**Problem description**
Please return, word for word, the stretch of the material below from the line containing "Domain: lane-usage study. Target: black belt." through the line containing "(1017, 507)", both ends included. Leave the pictures out.

**Exercise data**
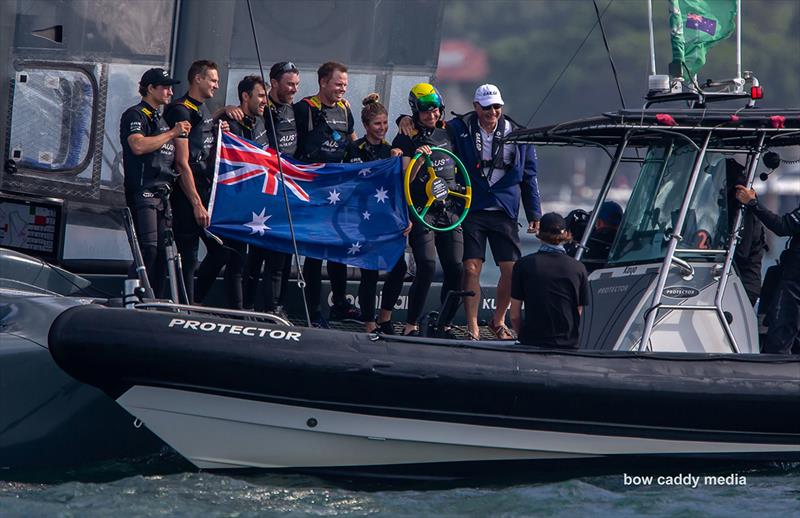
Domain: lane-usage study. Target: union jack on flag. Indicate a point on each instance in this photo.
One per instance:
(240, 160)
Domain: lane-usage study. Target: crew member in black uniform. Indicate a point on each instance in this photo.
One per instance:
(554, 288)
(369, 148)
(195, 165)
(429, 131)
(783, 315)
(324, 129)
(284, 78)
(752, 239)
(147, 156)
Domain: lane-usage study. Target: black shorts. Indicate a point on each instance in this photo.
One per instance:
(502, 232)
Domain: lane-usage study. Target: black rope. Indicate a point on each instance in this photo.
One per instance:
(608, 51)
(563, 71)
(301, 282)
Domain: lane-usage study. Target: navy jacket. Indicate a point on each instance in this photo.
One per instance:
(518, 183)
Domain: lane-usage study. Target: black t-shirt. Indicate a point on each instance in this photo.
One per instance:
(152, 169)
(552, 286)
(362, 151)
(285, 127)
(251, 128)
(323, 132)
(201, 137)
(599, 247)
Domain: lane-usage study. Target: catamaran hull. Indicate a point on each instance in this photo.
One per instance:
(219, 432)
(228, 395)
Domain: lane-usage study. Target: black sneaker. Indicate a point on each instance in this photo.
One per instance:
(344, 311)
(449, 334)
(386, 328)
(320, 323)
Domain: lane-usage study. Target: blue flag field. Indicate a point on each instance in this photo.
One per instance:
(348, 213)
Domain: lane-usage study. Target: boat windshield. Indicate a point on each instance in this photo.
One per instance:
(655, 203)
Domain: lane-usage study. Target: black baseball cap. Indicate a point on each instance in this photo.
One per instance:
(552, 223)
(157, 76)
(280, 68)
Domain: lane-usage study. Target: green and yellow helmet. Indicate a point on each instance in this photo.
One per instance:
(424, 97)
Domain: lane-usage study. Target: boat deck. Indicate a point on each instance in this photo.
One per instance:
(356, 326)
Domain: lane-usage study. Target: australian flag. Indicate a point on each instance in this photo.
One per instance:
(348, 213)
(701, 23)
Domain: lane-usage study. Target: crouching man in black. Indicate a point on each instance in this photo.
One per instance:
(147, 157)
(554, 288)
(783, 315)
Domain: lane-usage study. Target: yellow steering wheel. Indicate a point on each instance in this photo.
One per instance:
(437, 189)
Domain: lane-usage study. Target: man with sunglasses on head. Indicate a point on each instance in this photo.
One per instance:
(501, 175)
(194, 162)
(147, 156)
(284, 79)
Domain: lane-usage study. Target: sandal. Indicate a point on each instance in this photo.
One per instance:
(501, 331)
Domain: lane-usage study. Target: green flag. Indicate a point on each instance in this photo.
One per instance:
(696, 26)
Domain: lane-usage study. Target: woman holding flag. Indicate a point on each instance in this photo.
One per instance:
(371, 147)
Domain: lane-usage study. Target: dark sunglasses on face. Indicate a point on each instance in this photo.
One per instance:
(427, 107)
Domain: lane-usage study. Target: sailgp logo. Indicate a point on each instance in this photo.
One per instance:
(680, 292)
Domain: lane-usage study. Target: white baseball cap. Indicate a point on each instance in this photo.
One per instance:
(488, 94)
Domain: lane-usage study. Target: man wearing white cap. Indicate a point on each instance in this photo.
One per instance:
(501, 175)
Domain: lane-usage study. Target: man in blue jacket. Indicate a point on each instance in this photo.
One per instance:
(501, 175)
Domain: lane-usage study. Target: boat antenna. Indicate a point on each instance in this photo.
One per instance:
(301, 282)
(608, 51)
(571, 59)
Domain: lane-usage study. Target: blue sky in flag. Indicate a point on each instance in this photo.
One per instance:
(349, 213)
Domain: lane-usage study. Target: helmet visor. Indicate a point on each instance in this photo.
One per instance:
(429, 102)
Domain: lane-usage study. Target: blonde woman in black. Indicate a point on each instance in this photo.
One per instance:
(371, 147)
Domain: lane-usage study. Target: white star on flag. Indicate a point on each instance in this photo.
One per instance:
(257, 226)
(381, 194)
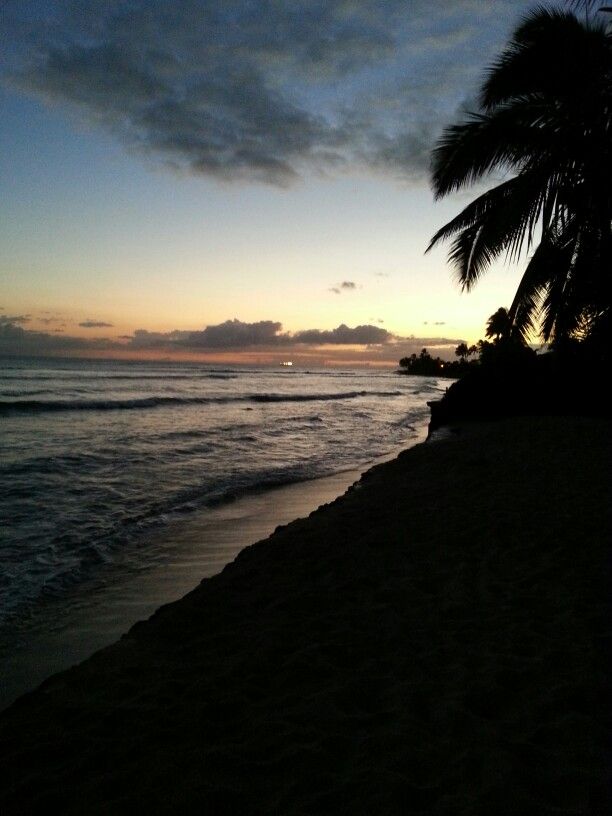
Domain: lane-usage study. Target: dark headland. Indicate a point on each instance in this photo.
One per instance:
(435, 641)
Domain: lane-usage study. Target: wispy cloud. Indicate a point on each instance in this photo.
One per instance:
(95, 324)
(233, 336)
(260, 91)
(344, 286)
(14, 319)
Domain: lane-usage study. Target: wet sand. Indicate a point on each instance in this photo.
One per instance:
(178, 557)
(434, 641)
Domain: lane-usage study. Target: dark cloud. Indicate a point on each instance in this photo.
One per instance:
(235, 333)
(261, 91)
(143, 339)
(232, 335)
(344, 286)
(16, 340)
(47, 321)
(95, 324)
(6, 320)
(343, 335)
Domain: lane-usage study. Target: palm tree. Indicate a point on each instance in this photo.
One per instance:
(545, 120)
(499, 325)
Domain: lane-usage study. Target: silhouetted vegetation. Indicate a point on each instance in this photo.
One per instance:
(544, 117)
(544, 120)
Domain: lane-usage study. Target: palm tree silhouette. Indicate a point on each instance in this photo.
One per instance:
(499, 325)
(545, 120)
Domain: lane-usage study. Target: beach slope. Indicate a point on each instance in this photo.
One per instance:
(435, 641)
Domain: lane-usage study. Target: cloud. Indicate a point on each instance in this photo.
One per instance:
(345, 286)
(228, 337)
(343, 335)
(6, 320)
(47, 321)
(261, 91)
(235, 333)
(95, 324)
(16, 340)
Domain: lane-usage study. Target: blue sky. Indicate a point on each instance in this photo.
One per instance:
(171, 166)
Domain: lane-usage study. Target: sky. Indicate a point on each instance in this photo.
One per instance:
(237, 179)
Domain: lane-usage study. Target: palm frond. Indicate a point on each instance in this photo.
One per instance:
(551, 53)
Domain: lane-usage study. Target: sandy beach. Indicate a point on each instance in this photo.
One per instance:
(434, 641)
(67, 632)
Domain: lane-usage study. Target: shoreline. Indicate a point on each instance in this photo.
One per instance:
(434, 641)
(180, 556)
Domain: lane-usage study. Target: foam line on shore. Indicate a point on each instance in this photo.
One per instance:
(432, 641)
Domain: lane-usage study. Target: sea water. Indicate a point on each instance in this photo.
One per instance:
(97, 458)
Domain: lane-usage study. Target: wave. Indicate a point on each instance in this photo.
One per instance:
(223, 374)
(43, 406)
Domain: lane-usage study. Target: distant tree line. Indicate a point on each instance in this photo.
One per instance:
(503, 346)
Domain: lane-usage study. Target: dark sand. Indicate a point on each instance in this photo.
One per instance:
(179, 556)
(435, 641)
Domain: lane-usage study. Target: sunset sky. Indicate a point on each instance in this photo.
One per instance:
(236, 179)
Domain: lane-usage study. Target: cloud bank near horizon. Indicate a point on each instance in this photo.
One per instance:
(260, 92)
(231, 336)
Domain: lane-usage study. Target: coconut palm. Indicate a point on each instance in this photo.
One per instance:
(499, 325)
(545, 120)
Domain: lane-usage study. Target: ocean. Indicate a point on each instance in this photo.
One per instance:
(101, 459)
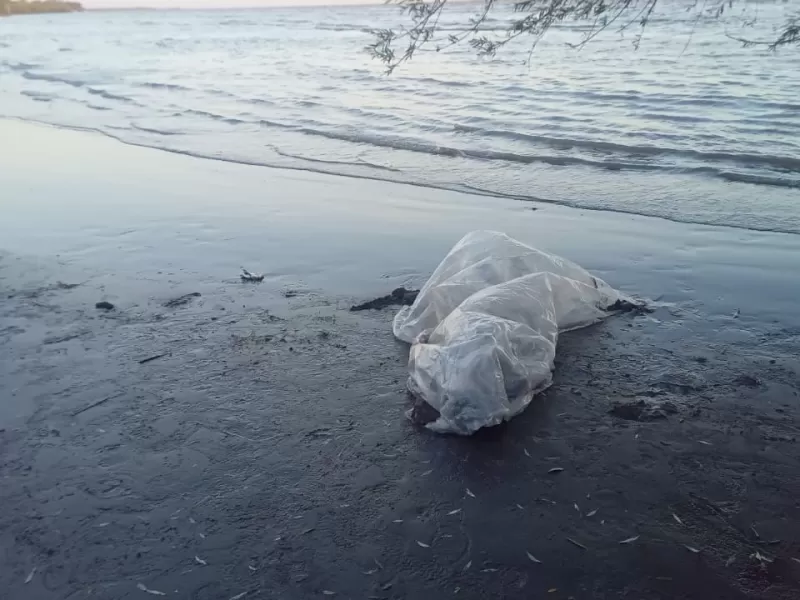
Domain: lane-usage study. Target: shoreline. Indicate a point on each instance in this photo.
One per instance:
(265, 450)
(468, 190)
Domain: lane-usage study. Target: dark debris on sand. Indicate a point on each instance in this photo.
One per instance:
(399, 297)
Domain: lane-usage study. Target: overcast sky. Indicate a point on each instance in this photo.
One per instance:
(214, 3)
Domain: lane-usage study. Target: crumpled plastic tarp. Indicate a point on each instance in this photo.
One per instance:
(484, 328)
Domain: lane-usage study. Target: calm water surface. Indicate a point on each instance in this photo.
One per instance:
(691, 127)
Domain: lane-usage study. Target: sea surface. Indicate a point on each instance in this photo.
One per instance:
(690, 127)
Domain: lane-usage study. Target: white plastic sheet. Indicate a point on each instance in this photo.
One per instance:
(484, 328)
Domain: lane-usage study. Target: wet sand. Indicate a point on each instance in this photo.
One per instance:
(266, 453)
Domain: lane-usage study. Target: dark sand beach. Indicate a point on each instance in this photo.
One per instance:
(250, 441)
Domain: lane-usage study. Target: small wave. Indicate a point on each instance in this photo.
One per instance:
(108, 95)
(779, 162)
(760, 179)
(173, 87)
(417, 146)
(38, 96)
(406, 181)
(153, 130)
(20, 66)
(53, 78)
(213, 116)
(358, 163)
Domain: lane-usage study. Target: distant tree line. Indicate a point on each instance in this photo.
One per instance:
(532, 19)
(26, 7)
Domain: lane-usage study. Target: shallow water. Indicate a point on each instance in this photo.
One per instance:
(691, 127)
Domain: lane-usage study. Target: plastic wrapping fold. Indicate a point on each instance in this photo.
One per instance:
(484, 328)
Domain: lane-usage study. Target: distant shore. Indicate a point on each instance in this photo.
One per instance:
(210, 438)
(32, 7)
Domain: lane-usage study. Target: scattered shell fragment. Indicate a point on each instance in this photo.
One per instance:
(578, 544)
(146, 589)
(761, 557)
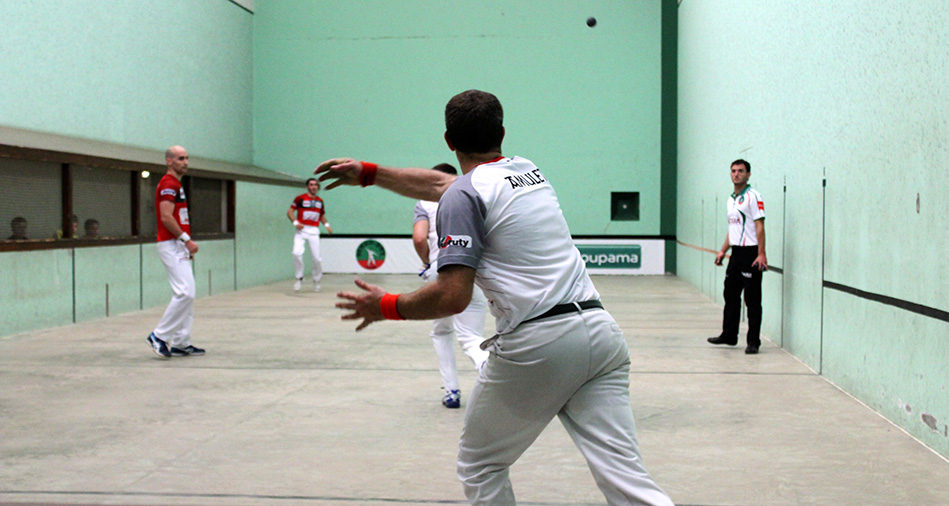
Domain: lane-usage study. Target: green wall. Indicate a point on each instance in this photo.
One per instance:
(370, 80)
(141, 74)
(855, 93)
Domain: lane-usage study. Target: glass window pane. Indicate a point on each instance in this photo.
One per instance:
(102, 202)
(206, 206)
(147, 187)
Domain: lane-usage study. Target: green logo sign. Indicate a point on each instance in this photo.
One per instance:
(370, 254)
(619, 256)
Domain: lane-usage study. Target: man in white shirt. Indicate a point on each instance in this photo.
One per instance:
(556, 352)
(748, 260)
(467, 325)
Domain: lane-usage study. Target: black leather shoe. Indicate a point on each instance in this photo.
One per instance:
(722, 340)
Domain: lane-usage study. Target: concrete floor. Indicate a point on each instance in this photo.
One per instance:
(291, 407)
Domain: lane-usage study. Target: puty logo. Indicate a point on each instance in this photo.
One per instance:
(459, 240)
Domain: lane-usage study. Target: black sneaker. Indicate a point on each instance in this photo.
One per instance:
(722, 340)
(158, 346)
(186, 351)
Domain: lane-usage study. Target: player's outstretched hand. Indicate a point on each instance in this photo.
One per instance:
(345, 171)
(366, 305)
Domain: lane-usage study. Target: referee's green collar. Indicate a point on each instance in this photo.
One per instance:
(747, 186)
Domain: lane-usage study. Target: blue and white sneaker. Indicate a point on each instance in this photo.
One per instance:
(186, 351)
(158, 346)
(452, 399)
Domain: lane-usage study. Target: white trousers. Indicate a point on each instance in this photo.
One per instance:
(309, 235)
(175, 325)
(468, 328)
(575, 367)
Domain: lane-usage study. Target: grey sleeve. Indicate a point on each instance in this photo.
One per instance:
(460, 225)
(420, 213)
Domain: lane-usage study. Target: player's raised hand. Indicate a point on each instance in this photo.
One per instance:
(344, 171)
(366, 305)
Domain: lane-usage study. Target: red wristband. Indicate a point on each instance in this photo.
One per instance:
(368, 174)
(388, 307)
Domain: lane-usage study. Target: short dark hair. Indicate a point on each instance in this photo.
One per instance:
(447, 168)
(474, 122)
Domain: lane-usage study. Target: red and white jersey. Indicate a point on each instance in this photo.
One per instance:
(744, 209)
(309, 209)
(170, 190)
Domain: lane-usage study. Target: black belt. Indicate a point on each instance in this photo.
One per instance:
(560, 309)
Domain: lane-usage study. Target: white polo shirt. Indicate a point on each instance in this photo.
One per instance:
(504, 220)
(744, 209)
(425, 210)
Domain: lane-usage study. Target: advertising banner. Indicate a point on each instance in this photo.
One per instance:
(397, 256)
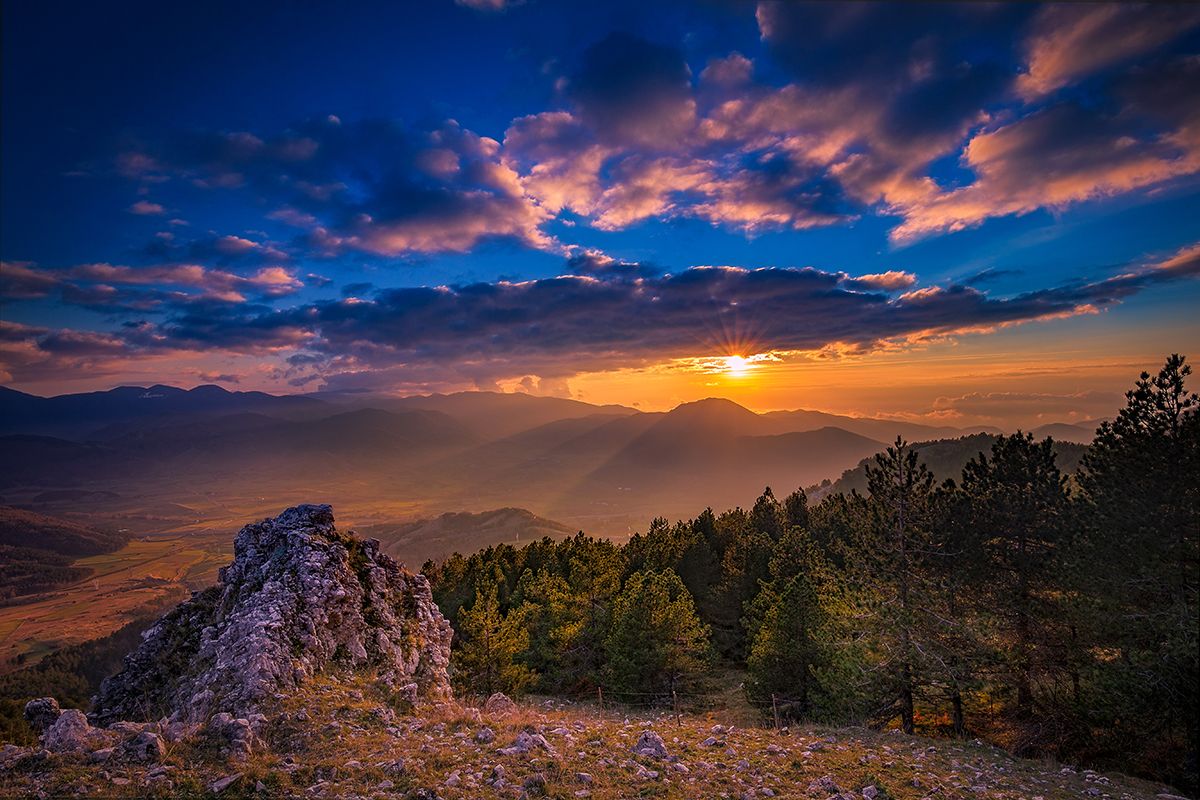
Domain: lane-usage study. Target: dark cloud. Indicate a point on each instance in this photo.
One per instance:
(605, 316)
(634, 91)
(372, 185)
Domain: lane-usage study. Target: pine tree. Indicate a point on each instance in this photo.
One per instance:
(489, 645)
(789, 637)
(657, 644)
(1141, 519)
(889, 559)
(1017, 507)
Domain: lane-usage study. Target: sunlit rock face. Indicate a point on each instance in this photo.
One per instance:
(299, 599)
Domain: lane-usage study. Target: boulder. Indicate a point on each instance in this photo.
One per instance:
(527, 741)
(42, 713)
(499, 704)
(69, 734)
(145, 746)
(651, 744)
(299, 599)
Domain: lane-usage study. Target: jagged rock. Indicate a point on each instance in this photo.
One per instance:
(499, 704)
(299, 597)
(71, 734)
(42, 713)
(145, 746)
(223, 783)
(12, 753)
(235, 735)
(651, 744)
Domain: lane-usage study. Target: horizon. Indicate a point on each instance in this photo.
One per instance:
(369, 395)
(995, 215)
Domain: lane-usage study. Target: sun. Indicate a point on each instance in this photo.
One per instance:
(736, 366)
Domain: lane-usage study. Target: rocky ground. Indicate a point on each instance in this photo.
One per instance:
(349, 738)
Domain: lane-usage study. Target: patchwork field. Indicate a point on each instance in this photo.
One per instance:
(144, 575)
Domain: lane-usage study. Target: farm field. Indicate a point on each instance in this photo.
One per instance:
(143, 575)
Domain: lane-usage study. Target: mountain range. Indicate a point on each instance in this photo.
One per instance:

**Answer to the exercise**
Domain: lane-usage study. Target: black belt. Indicate a point on each instance in this photo.
One per instance:
(560, 309)
Domain: lane-usage study. Target: white polo shirt. Indicate a point on each instance in this photo.
One per instance:
(504, 220)
(744, 209)
(425, 210)
Domain: lane-usage study. Target: advertising banner. Indicate a point on each instance in this photo.
One per instance:
(397, 256)
Domain: lane-usage study. Target: dark cloud. Indicate a point on each instance in this photo.
One per instance:
(605, 316)
(634, 91)
(372, 185)
Domain: lane-usage study. Target: pine tree. Indicate a point on each instance in this photo.
One per instance:
(489, 645)
(789, 637)
(657, 644)
(1141, 519)
(889, 559)
(1017, 507)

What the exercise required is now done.